(WORK TASK): Each line below that includes the word "terraced" is to be reported.

(Natural language region descriptions)
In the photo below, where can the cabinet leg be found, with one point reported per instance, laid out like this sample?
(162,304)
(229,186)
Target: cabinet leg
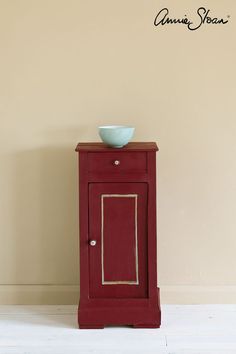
(87,326)
(146,325)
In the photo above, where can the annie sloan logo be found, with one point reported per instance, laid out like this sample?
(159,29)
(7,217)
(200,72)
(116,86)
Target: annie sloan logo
(203,17)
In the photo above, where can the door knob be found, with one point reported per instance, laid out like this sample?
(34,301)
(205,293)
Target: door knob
(116,162)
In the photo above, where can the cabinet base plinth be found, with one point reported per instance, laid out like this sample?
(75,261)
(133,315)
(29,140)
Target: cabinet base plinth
(95,314)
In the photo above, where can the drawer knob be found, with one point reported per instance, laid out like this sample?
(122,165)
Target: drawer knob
(116,162)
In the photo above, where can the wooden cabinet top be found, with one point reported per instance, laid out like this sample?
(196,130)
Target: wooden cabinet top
(135,146)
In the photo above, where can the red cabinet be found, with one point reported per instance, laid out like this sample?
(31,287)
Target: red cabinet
(117,213)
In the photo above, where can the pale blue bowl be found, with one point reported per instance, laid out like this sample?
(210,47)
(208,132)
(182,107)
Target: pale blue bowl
(116,136)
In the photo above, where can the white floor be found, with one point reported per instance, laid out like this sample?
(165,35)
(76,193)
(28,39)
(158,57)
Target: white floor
(186,329)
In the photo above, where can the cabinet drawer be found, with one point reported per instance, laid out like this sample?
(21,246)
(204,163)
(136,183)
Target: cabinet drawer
(117,162)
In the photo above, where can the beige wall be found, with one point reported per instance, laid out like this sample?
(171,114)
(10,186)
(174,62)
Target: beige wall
(67,67)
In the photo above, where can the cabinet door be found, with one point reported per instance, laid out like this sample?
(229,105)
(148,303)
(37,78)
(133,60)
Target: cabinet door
(118,224)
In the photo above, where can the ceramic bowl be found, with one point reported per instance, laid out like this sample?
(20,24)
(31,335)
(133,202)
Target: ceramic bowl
(116,136)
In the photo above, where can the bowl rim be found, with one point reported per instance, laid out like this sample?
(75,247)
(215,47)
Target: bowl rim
(115,127)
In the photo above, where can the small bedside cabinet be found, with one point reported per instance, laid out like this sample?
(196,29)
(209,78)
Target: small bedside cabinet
(117,223)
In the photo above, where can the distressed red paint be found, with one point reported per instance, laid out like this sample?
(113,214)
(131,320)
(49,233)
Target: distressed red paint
(118,276)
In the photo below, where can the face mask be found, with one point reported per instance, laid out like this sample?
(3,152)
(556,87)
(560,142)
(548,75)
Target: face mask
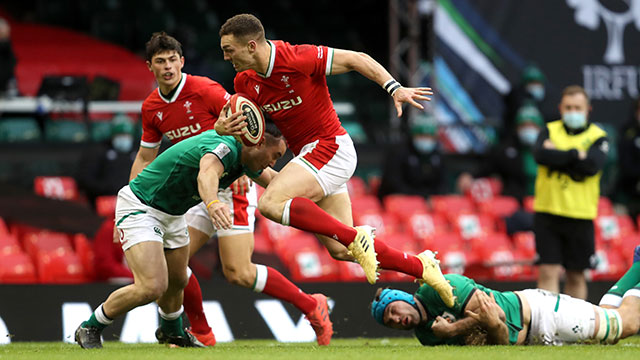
(536,91)
(528,135)
(424,145)
(122,143)
(574,120)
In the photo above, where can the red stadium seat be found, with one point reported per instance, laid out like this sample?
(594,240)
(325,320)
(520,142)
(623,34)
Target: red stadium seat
(365,204)
(17,268)
(484,189)
(84,250)
(451,205)
(403,206)
(106,205)
(60,268)
(499,206)
(425,226)
(56,187)
(312,265)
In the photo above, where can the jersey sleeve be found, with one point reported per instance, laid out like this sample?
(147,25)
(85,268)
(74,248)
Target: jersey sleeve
(215,96)
(151,136)
(314,60)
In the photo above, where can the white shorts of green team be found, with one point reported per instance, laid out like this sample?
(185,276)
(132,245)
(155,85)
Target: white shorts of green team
(558,319)
(242,213)
(137,222)
(331,166)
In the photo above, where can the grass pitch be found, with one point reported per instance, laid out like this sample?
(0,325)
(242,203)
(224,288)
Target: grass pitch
(353,349)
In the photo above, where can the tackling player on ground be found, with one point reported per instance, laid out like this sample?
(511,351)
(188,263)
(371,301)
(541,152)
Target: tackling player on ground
(483,316)
(153,231)
(310,193)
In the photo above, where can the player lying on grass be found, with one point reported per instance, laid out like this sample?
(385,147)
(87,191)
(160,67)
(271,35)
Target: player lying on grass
(484,316)
(153,231)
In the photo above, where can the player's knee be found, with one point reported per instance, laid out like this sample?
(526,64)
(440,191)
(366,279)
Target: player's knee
(238,275)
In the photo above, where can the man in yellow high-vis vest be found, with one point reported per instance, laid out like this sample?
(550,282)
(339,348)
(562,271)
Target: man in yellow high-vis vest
(570,154)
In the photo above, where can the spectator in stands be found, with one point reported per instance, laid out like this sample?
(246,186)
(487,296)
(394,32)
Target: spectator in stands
(629,150)
(8,85)
(105,169)
(512,161)
(570,154)
(530,91)
(415,166)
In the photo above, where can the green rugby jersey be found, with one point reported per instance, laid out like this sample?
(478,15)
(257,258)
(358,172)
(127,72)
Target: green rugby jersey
(170,182)
(463,289)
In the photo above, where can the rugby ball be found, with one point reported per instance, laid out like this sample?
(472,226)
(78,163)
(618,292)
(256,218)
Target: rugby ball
(255,119)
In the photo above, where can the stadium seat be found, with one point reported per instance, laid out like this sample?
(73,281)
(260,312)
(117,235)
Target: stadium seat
(60,268)
(383,222)
(56,187)
(17,268)
(19,130)
(66,131)
(484,189)
(402,206)
(44,242)
(84,250)
(451,205)
(424,226)
(357,187)
(365,204)
(499,206)
(106,205)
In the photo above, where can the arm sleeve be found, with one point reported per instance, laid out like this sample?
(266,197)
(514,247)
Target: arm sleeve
(553,158)
(151,136)
(595,160)
(314,60)
(215,96)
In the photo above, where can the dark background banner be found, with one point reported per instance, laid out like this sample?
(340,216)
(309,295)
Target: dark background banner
(34,312)
(593,44)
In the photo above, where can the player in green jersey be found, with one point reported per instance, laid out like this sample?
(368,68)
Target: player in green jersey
(153,231)
(484,316)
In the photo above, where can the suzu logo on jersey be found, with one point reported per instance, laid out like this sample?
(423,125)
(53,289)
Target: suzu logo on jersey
(183,131)
(282,105)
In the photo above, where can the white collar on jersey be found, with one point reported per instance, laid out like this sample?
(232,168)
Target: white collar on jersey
(178,90)
(272,60)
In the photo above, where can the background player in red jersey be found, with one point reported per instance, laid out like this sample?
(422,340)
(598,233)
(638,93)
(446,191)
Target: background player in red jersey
(310,193)
(183,106)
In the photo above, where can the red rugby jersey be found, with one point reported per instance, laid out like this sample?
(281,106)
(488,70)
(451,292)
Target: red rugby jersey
(294,92)
(194,108)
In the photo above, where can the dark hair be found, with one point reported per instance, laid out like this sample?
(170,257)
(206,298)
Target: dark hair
(245,26)
(575,89)
(161,42)
(272,134)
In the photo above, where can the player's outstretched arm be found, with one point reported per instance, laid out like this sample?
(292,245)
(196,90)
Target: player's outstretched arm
(346,60)
(208,179)
(265,178)
(144,157)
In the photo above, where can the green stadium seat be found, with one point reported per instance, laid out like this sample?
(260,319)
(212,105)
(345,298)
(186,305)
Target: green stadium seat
(66,131)
(19,130)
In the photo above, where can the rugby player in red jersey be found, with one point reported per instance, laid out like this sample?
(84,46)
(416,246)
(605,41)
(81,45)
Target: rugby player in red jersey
(183,106)
(310,192)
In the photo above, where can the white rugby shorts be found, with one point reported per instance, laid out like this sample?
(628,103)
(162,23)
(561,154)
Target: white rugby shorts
(332,162)
(242,208)
(137,222)
(557,319)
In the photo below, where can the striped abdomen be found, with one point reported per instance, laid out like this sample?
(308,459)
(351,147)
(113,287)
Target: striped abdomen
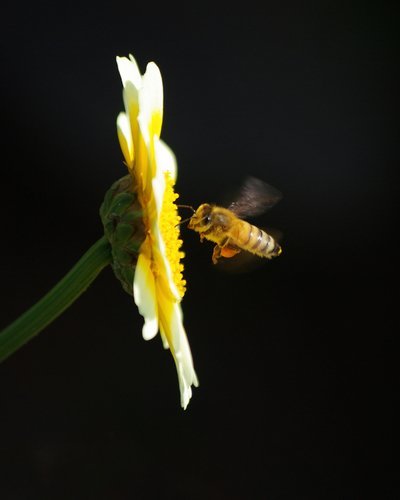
(255,240)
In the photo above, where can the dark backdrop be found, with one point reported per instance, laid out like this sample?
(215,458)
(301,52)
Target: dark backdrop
(293,358)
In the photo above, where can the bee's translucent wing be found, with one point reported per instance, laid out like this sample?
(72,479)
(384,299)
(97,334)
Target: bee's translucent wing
(255,198)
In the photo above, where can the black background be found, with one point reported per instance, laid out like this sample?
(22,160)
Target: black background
(296,382)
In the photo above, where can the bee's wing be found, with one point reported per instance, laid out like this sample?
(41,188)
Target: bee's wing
(254,198)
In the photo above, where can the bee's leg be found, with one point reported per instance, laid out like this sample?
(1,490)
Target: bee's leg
(216,254)
(223,249)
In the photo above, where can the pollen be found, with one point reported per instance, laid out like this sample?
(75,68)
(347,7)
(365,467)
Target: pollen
(169,226)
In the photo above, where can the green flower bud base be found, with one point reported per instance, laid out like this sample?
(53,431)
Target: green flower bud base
(121,214)
(124,233)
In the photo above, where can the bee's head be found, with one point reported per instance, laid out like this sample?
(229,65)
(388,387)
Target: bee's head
(201,220)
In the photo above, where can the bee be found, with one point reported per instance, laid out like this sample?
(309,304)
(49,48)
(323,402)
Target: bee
(226,227)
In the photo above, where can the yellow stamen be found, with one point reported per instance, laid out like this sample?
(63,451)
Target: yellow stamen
(169,226)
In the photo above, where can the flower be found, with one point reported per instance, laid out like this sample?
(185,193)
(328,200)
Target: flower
(158,285)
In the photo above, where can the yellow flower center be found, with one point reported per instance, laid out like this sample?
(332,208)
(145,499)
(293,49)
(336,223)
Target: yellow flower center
(169,227)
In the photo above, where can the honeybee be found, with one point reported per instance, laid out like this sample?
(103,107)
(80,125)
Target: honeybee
(226,227)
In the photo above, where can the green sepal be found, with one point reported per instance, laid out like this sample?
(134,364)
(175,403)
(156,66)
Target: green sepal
(122,219)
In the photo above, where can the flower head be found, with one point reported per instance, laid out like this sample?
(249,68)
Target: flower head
(158,285)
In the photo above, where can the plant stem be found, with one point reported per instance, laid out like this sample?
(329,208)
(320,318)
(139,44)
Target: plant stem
(59,298)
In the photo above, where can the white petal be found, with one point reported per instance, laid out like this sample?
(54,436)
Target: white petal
(165,159)
(144,293)
(125,138)
(129,71)
(151,103)
(183,357)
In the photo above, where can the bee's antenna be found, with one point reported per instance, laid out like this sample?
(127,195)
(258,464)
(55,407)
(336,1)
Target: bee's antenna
(188,218)
(187,206)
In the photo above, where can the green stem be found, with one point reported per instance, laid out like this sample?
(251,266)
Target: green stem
(59,298)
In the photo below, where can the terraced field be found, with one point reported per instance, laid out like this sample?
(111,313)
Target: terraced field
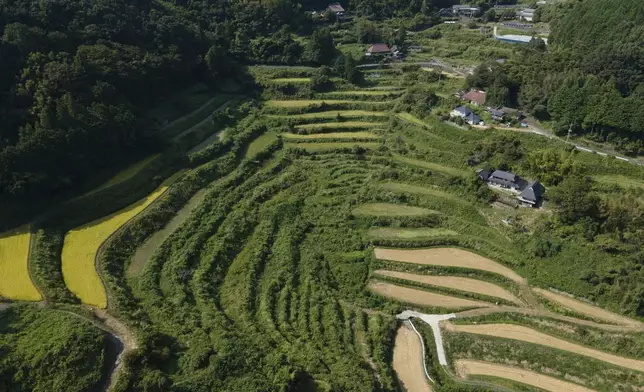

(ANSWER TO THE PROBLEM):
In the photo below, where can the terraced field be found, with one point reported per instance, laid out like this sample?
Target: terraced field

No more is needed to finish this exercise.